Selected passage =>
In the previous chapter it was suggested — (1) That Liberalism is but a means of relieving a temporary and morbid political situation; and, (2) That far from mankind's having any natural propensity to tamper with self-government, men much prefer to be free from such responsibilities, and favour the alternative of trustworthy leaders who can take charge of public affairs.
        As its name suggests, Liberalism is a doctrine advocating liberty and the sort of polity that makes liberty possible. In the light of history it is a systematic protest against the oppression, injustice and constraints of bad government. It is therefore generally a more or less late reaction to a condition felt to be onerous and tyrannical and, unlike chieftainship, monarchy, aristocracy, or even primitive communism, it is not a spontaneous and instinctive product of healthy social life. It implies a negation, a counter measure. That is why it may fairly be described as a medicine. As an exasperated response to provocation more or less prolonged, it bears on its face the ugly birthmarks of a delivery from thraldom. Indeed, although its principles were a long time hatching, the very term "Liberal" as applied to a political party professing the doctrines we associate with the name, only came into use in English politics after 1815, owing to Whig sympathy with the Liberales of Spain who were fighting for their freedom.

Problem description =>
Return everything in the passage on Liberalism from "In the previous" down to "of public affairs.", copied word for word.

Material supplied =>
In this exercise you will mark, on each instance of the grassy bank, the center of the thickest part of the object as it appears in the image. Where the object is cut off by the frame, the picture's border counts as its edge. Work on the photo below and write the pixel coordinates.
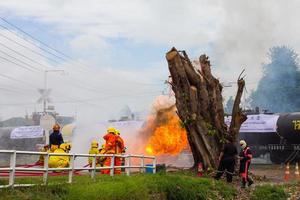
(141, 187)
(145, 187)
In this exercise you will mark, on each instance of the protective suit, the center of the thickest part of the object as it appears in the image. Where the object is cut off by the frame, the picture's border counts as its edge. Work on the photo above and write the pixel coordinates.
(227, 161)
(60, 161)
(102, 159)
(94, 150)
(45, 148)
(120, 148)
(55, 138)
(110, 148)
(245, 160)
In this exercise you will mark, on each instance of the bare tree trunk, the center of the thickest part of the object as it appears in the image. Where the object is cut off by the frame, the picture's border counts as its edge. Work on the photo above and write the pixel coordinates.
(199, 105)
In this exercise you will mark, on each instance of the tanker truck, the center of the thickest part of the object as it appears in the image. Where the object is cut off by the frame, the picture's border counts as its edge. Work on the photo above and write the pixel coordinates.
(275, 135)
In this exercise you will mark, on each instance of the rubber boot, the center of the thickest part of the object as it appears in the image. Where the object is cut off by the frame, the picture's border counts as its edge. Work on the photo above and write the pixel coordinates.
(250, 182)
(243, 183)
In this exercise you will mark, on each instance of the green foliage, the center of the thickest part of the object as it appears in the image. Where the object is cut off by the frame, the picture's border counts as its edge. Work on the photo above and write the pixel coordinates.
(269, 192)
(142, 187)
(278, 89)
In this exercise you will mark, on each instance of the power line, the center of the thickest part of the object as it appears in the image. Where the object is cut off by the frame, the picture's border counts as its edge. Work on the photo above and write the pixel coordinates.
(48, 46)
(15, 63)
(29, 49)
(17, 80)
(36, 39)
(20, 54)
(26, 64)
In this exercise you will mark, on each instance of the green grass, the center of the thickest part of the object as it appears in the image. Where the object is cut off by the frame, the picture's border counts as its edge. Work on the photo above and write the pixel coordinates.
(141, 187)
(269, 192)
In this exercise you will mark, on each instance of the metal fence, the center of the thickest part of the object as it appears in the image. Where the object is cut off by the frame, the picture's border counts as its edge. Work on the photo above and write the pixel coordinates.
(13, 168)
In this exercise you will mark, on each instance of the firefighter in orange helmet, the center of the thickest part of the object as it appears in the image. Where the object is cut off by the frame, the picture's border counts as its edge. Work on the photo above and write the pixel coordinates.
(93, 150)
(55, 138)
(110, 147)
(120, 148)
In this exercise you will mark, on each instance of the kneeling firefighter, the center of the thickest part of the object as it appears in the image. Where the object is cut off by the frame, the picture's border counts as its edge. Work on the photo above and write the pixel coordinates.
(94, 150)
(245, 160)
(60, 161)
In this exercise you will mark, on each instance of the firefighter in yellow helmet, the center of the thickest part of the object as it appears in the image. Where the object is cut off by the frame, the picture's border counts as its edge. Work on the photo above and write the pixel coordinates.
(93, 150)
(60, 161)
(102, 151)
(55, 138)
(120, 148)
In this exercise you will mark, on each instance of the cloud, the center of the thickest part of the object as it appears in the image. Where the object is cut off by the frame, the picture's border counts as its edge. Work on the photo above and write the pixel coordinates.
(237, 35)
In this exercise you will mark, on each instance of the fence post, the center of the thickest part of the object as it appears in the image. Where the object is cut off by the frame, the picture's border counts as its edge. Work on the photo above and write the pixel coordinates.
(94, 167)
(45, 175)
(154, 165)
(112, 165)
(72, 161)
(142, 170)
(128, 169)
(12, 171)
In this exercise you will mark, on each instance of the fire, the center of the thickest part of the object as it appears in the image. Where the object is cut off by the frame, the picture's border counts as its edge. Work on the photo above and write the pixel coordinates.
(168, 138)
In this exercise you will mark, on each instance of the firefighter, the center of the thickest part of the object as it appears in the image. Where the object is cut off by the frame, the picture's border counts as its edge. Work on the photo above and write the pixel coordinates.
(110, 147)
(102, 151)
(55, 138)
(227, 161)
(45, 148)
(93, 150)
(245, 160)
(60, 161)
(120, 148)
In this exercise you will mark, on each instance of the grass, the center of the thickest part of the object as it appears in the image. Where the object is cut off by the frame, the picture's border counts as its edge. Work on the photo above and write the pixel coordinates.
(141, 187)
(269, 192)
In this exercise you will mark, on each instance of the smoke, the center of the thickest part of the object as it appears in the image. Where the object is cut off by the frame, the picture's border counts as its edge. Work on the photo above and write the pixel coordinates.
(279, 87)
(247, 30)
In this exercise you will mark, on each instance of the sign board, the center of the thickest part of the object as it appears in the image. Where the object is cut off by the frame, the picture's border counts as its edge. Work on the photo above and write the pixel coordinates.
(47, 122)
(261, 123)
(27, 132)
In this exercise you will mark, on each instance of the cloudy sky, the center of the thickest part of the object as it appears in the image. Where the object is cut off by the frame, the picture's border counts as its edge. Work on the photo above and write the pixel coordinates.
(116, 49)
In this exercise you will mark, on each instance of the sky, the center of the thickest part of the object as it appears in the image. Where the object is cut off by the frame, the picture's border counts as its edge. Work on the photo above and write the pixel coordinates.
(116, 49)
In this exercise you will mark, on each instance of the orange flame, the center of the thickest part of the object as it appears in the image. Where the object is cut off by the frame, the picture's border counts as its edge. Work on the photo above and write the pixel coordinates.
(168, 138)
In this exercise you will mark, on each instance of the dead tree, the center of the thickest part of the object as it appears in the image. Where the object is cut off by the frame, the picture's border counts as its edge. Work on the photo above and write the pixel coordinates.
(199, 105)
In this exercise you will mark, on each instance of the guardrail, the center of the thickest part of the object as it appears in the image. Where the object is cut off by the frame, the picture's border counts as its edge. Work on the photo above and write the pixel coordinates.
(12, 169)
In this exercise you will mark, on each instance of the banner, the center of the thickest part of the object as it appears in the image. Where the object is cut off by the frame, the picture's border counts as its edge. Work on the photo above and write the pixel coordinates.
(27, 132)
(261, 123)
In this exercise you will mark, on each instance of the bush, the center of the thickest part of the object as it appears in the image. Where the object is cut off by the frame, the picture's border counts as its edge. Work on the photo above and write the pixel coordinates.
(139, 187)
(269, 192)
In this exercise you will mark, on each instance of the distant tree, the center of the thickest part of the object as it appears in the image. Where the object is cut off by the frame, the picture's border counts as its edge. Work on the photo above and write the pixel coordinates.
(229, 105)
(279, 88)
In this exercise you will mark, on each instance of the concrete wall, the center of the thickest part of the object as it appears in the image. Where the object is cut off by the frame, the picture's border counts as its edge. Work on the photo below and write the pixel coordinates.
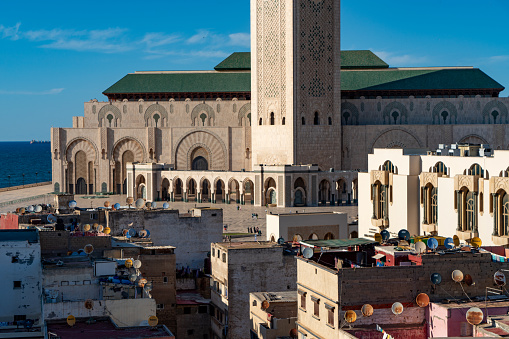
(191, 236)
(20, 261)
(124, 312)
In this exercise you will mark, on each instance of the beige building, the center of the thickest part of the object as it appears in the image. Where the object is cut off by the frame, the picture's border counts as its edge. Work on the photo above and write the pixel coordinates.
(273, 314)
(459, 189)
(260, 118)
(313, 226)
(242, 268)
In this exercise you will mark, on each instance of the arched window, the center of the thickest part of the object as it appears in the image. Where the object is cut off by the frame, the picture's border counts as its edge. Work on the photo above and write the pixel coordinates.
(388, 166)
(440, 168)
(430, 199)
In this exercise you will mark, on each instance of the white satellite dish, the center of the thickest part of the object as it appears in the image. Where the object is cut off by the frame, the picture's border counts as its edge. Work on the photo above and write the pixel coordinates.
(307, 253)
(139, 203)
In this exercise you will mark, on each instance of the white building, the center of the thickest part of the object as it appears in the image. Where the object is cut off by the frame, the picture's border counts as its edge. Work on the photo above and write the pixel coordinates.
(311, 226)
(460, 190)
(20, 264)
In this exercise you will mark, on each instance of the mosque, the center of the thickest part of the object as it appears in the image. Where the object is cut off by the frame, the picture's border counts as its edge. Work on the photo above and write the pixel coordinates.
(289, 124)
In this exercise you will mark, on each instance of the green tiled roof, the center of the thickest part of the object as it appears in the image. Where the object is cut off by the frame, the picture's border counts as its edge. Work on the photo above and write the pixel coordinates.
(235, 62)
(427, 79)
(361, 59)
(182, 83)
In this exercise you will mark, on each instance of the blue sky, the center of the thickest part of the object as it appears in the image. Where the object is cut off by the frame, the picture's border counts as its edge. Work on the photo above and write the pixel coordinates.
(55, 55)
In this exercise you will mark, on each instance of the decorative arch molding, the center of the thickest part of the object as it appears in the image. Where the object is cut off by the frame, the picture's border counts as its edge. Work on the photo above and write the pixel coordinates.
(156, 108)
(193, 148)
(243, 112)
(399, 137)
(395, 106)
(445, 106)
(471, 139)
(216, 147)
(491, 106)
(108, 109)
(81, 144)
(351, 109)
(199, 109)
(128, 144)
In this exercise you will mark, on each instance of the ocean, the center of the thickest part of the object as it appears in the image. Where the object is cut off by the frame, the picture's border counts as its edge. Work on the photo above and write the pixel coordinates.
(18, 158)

Task output =>
In the previous chapter it was suggested — (1) That Liberalism is but a means of relieving a temporary and morbid political situation; and, (2) That far from mankind's having any natural propensity to tamper with self-government, men much prefer to be free from such responsibilities, and favour the alternative of trustworthy leaders who can take charge of public affairs.